* begin *

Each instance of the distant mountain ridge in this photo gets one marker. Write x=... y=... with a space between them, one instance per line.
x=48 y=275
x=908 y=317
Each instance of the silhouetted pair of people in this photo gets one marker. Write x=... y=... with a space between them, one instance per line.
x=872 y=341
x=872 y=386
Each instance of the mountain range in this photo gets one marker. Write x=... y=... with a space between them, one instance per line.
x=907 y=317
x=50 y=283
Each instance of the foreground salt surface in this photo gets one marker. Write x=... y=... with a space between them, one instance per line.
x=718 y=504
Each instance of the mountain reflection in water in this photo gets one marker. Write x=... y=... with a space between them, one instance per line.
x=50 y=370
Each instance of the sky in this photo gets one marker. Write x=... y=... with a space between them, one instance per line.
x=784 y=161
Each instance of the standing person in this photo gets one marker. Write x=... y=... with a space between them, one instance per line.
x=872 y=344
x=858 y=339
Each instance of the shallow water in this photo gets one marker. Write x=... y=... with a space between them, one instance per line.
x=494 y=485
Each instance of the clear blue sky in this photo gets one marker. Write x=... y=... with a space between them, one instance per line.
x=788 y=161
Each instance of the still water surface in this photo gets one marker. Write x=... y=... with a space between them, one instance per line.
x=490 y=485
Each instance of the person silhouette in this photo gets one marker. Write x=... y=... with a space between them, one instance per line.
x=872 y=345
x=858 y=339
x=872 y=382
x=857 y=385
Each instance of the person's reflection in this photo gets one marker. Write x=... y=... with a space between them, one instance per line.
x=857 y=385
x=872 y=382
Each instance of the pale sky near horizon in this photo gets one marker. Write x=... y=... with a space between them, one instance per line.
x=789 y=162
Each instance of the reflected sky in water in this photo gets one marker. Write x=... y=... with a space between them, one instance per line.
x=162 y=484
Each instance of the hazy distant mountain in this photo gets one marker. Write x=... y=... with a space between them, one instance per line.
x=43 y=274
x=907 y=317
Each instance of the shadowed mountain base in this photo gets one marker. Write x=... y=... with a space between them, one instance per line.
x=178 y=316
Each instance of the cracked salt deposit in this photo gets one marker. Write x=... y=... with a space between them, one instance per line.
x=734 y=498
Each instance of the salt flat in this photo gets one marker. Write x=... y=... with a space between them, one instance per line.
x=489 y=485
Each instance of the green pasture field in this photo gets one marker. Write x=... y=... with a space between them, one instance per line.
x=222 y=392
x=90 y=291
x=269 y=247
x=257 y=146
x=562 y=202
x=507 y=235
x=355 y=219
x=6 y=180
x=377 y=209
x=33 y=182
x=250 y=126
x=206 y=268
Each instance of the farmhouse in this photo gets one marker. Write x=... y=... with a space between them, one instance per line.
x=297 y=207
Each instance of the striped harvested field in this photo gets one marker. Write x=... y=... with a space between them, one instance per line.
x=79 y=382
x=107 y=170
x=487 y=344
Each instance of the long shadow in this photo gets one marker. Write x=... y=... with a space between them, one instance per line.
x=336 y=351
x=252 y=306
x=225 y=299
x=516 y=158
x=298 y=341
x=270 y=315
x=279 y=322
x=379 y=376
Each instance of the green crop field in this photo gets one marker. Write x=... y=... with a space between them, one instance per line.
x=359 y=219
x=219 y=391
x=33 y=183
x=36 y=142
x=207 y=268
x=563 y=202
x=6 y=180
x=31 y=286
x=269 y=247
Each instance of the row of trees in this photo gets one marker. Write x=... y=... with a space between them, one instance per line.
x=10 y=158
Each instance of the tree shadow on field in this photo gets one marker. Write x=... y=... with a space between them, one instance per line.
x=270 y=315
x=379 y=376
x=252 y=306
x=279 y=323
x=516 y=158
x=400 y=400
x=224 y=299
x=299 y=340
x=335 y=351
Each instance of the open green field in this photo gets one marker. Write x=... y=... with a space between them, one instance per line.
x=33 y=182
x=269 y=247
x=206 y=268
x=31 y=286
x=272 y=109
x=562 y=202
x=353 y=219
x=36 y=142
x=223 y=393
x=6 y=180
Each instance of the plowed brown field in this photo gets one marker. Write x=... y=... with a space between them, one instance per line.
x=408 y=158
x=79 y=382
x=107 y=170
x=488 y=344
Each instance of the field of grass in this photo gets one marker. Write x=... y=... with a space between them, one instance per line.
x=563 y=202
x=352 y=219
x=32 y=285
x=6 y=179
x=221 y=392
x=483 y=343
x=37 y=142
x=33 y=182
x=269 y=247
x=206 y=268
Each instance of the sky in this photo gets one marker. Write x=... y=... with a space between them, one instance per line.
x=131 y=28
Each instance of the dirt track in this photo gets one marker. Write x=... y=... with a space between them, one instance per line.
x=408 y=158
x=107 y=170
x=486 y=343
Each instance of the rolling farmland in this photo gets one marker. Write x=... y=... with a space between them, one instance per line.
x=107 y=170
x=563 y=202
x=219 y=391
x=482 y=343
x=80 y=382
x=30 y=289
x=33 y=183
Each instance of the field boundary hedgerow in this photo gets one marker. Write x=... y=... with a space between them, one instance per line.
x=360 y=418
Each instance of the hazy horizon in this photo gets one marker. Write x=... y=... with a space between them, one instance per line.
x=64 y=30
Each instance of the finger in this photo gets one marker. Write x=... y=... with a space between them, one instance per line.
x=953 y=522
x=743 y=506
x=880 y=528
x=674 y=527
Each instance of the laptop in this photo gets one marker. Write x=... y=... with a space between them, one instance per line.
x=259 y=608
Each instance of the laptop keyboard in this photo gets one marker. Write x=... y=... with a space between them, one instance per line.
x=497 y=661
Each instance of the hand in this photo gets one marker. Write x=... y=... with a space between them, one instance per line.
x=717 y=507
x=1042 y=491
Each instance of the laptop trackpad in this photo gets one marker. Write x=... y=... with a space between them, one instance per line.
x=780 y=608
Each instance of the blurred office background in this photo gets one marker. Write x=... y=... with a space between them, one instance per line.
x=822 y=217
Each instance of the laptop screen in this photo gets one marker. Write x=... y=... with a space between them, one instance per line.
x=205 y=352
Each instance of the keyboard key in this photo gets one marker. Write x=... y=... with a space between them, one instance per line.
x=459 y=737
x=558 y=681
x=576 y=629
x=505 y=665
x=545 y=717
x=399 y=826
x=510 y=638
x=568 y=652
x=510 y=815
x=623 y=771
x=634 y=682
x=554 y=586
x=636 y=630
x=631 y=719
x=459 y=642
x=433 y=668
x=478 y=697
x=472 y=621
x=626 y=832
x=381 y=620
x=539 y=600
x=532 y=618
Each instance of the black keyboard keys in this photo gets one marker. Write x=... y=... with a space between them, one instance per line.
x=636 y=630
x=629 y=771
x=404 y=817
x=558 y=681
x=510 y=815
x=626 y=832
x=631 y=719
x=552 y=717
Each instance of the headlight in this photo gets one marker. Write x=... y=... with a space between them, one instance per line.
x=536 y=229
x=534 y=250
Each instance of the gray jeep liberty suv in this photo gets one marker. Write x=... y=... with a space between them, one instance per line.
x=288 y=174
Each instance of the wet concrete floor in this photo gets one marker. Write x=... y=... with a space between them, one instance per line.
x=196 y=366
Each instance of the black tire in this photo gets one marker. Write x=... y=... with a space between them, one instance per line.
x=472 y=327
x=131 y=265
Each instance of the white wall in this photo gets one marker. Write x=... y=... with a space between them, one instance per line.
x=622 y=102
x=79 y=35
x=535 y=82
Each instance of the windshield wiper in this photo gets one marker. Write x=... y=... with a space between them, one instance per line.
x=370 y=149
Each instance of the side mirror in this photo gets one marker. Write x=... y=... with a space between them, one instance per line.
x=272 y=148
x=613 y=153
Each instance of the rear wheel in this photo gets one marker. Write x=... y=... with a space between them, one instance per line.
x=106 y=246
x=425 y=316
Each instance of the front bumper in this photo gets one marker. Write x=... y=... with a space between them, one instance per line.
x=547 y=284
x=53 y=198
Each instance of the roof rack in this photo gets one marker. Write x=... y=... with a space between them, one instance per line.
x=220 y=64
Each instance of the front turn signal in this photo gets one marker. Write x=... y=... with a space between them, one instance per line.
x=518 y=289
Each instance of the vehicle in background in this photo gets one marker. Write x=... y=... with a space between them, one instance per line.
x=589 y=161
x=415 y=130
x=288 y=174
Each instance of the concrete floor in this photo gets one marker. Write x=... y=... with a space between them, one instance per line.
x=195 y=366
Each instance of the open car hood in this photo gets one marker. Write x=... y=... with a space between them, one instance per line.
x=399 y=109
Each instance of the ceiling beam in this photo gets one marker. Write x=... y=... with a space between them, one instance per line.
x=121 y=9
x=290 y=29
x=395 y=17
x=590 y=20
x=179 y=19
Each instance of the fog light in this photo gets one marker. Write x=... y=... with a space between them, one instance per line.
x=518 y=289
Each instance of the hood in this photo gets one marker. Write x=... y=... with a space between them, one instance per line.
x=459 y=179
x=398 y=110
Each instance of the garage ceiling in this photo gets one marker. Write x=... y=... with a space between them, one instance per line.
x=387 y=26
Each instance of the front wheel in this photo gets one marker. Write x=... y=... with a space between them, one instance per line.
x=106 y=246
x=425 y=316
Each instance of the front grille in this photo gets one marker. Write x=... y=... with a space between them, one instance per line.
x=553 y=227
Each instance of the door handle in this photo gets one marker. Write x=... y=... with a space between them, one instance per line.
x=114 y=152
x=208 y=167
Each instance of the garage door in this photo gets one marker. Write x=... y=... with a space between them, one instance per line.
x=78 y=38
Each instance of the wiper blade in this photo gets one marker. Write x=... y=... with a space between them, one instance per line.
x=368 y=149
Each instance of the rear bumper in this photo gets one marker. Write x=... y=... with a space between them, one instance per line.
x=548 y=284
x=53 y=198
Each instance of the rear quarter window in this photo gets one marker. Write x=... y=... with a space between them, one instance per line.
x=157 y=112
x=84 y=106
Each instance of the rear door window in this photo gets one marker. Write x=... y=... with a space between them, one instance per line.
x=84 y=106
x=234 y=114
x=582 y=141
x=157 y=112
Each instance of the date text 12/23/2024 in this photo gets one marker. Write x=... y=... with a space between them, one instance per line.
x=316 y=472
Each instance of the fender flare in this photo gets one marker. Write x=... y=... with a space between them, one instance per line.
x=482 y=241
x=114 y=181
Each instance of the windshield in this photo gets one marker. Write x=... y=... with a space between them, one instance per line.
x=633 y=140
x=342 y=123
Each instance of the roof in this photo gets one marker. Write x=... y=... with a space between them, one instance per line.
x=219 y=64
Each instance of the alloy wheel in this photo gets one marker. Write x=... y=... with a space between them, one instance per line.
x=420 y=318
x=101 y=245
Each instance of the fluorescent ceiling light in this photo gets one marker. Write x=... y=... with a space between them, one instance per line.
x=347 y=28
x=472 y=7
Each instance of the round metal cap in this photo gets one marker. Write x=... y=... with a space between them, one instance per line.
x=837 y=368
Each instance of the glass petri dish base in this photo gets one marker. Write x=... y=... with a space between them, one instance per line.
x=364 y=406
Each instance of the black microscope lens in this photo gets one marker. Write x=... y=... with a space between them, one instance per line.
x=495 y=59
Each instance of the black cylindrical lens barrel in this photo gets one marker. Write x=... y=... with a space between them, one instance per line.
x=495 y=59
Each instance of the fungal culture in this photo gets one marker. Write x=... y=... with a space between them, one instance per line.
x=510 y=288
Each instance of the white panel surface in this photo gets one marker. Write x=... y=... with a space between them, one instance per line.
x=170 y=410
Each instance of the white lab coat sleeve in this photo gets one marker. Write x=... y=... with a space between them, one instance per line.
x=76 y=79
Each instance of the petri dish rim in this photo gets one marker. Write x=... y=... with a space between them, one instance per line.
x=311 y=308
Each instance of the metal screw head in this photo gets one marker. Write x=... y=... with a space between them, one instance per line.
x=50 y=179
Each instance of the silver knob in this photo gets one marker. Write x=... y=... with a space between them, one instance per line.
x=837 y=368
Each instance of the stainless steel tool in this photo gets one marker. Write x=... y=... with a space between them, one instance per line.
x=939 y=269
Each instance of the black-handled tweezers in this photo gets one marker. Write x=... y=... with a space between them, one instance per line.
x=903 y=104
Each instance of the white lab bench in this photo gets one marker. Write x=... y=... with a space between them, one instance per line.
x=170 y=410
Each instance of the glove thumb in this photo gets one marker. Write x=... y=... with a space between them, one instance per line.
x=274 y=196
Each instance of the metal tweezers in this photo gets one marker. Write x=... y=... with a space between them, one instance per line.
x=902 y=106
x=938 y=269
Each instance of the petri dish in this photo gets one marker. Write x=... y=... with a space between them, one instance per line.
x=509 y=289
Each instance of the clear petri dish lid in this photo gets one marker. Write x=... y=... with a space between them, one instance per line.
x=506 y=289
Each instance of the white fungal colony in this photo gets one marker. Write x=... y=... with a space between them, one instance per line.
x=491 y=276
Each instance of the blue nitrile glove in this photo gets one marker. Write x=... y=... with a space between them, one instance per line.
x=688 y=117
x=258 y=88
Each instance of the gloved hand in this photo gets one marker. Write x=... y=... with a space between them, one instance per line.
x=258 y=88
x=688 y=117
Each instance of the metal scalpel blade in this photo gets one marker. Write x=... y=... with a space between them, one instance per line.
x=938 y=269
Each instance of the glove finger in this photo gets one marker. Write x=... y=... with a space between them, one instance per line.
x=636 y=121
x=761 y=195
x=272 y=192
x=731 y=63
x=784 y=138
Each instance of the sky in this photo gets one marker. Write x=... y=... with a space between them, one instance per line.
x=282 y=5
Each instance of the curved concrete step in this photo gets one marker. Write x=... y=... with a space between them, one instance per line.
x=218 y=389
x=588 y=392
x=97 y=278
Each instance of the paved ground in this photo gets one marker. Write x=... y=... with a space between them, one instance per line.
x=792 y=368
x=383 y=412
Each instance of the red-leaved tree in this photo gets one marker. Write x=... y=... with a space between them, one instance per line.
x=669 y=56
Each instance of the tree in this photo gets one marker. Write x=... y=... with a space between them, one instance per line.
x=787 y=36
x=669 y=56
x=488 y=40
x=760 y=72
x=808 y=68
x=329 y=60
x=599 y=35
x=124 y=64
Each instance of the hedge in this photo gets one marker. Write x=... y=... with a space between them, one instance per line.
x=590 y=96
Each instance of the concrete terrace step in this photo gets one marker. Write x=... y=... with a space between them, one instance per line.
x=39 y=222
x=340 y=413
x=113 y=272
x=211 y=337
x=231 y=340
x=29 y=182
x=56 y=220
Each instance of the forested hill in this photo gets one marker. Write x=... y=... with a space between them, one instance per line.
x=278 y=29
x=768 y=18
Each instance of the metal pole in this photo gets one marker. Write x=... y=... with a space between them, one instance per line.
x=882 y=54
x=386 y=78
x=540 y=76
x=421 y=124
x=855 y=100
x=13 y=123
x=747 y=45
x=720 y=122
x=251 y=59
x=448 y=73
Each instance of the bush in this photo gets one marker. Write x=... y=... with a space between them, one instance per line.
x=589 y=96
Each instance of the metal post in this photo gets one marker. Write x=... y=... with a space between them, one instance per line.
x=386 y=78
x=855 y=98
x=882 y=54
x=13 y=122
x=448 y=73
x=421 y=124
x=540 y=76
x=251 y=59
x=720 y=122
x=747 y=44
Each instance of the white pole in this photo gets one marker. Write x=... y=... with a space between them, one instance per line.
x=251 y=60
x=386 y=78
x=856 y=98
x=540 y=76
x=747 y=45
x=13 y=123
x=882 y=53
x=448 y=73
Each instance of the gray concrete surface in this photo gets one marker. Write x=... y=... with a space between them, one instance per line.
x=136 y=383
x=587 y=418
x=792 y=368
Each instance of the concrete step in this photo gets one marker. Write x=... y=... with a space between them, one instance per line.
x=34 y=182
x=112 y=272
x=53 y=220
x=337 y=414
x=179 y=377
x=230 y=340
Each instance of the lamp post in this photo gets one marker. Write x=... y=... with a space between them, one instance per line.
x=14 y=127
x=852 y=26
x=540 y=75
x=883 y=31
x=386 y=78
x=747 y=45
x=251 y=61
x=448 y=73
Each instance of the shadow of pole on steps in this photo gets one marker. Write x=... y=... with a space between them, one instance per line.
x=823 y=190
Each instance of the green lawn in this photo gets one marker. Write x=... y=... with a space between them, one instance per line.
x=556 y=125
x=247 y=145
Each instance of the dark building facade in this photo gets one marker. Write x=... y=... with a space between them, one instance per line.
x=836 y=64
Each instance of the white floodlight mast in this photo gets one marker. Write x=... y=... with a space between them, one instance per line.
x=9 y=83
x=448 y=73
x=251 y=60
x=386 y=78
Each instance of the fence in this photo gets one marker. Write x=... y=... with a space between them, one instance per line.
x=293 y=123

* end *

* **Job**: Copy out the records word for word, starting with the first line and going on through the line with "x=872 y=386".

* **Task result**:
Each instance of the distant mountain ridge in this photo gets one marker. Write x=... y=... with a space between them, one instance per line.
x=48 y=275
x=908 y=317
Each instance of the silhouetted pair of people in this photo gets one marker. Write x=... y=... with a space between them, one instance per line.
x=872 y=341
x=872 y=386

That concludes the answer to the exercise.